### What is required
Reproduce the records below exactly as shown.

### Dataset content
════

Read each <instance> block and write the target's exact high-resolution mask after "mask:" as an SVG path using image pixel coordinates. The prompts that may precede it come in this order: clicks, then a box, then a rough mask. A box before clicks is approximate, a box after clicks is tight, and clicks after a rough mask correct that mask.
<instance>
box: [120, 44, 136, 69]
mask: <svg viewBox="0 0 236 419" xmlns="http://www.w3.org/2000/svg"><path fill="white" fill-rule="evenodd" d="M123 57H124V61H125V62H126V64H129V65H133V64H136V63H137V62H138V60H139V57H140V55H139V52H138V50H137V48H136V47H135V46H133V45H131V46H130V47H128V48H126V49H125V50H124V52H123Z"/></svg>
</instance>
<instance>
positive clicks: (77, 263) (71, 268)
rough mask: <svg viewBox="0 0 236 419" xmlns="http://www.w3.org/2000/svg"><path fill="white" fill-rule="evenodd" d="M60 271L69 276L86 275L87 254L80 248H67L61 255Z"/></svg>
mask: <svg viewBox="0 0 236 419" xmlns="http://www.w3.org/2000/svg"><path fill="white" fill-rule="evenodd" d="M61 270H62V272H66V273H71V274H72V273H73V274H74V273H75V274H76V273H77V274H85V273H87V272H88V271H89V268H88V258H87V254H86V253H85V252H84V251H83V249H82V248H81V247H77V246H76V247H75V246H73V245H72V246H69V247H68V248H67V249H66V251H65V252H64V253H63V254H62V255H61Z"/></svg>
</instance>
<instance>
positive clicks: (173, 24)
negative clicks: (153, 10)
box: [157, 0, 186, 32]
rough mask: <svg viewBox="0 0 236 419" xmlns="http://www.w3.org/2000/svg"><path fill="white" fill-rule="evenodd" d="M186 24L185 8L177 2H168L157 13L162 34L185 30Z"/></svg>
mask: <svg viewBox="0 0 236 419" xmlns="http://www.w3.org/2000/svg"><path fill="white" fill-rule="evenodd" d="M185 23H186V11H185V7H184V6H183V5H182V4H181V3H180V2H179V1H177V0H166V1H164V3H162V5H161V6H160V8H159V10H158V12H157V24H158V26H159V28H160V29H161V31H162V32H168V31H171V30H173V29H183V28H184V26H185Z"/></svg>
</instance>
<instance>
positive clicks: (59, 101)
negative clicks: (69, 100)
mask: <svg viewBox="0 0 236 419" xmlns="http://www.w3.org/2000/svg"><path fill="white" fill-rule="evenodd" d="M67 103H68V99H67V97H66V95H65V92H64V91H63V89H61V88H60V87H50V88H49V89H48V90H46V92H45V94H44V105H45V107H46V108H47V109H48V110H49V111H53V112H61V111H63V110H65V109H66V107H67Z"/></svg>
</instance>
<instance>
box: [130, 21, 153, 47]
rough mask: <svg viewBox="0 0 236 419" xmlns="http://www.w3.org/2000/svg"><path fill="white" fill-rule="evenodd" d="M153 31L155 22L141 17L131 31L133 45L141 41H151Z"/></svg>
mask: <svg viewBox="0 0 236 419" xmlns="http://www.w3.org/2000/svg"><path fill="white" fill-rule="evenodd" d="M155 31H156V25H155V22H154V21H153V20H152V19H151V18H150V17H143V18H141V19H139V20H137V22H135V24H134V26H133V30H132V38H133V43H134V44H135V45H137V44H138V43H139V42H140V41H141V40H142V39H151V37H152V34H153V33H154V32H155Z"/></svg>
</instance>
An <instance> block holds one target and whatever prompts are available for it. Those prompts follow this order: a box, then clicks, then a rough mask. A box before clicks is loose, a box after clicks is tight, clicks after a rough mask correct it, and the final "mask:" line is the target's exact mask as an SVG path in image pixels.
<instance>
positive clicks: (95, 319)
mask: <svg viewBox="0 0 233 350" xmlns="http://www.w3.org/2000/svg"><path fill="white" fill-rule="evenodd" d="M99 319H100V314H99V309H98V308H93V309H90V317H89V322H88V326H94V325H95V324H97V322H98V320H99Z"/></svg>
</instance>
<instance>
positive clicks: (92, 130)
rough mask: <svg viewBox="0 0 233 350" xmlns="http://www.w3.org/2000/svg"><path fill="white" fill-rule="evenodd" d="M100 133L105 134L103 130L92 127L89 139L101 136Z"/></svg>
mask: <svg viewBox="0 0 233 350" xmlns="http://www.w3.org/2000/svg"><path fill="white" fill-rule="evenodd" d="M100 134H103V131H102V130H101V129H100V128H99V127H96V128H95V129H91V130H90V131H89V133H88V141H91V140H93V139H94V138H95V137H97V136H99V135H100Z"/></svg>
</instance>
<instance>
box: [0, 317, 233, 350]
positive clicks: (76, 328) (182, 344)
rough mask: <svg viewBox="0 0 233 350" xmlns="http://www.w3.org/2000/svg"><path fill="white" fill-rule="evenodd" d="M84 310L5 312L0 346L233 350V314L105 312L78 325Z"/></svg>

════

### Output
Read each <instance> block and write the target's exact high-resolution mask after "mask:" as an SVG path using image pixel coordinates. The prompts that may precede it come in this order: clicks, then a box, then a rough mask. A box before clicks is approximate, a box after clicks is tight, and clicks after a rough mask correct that mask.
<instance>
box: [120, 44, 136, 69]
mask: <svg viewBox="0 0 236 419" xmlns="http://www.w3.org/2000/svg"><path fill="white" fill-rule="evenodd" d="M123 57H124V61H125V62H126V64H129V65H133V64H136V63H137V62H138V60H139V57H140V55H139V52H138V50H137V48H136V47H135V46H133V45H131V46H130V47H128V48H126V49H125V50H124V52H123Z"/></svg>
</instance>
<instance>
positive clicks: (77, 263) (71, 268)
rough mask: <svg viewBox="0 0 236 419" xmlns="http://www.w3.org/2000/svg"><path fill="white" fill-rule="evenodd" d="M60 271L69 276L86 275L87 254L80 248H67L61 255Z"/></svg>
mask: <svg viewBox="0 0 236 419" xmlns="http://www.w3.org/2000/svg"><path fill="white" fill-rule="evenodd" d="M61 270H62V272H66V273H71V274H72V273H73V274H74V273H75V274H76V273H77V274H85V273H87V272H88V271H89V268H88V258H87V254H86V253H85V252H84V251H83V249H82V248H81V247H77V246H76V247H75V246H73V245H72V246H69V247H68V248H67V249H66V251H65V252H64V253H63V254H62V255H61Z"/></svg>
</instance>
<instance>
positive clicks: (173, 24)
negative clicks: (153, 10)
box: [157, 0, 186, 32]
rough mask: <svg viewBox="0 0 236 419" xmlns="http://www.w3.org/2000/svg"><path fill="white" fill-rule="evenodd" d="M186 24L185 8L177 2H168L157 13L162 34L185 30Z"/></svg>
mask: <svg viewBox="0 0 236 419" xmlns="http://www.w3.org/2000/svg"><path fill="white" fill-rule="evenodd" d="M185 23H186V11H185V7H184V6H183V5H182V4H181V3H180V2H179V1H177V0H166V1H164V3H162V5H161V6H160V8H159V10H158V12H157V24H158V26H159V28H160V29H161V31H162V32H168V31H171V30H173V29H183V28H184V26H185Z"/></svg>
</instance>
<instance>
positive clicks: (59, 101)
negative clicks: (69, 100)
mask: <svg viewBox="0 0 236 419" xmlns="http://www.w3.org/2000/svg"><path fill="white" fill-rule="evenodd" d="M67 103H68V99H67V97H66V95H65V92H64V91H63V89H61V88H60V87H50V88H49V89H48V90H46V92H45V94H44V105H45V107H46V108H47V109H48V110H49V111H53V112H61V111H63V110H65V109H66V107H67Z"/></svg>
</instance>
<instance>
box: [130, 21, 153, 47]
rough mask: <svg viewBox="0 0 236 419" xmlns="http://www.w3.org/2000/svg"><path fill="white" fill-rule="evenodd" d="M153 31L155 22L141 17L131 31L133 45L141 41H151Z"/></svg>
mask: <svg viewBox="0 0 236 419" xmlns="http://www.w3.org/2000/svg"><path fill="white" fill-rule="evenodd" d="M155 31H156V25H155V22H154V21H153V20H152V19H151V18H150V17H143V18H141V19H139V20H137V22H135V24H134V26H133V30H132V38H133V43H134V44H135V45H137V44H138V43H139V42H140V41H141V40H142V39H151V37H152V34H153V33H154V32H155Z"/></svg>
</instance>
An <instance> block holds one target and whatever prompts are available for it. Those prompts follow this order: a box, then clicks, then a rough mask. A box before clicks is loose, a box after clicks is tight, clicks after a rough mask correct it, and the final "mask:" line is the target's exact mask as an SVG path in image pixels.
<instance>
positive clicks: (95, 319)
mask: <svg viewBox="0 0 233 350" xmlns="http://www.w3.org/2000/svg"><path fill="white" fill-rule="evenodd" d="M99 319H100V314H99V309H98V308H93V309H90V317H89V322H88V326H94V325H95V324H97V322H98V320H99Z"/></svg>
</instance>
<instance>
positive clicks: (92, 130)
rough mask: <svg viewBox="0 0 233 350" xmlns="http://www.w3.org/2000/svg"><path fill="white" fill-rule="evenodd" d="M100 133L105 134L103 130L92 127L89 139L101 136Z"/></svg>
mask: <svg viewBox="0 0 233 350" xmlns="http://www.w3.org/2000/svg"><path fill="white" fill-rule="evenodd" d="M100 134H103V131H102V130H101V129H100V128H99V127H96V128H95V129H91V130H90V131H89V133H88V141H91V140H93V139H94V138H95V137H97V136H99V135H100Z"/></svg>
</instance>
<instance>
box: [0, 317, 233, 350]
positive clicks: (76, 328) (182, 344)
rough mask: <svg viewBox="0 0 233 350" xmlns="http://www.w3.org/2000/svg"><path fill="white" fill-rule="evenodd" d="M84 310L5 312L0 346L233 350V314L105 312L78 325Z"/></svg>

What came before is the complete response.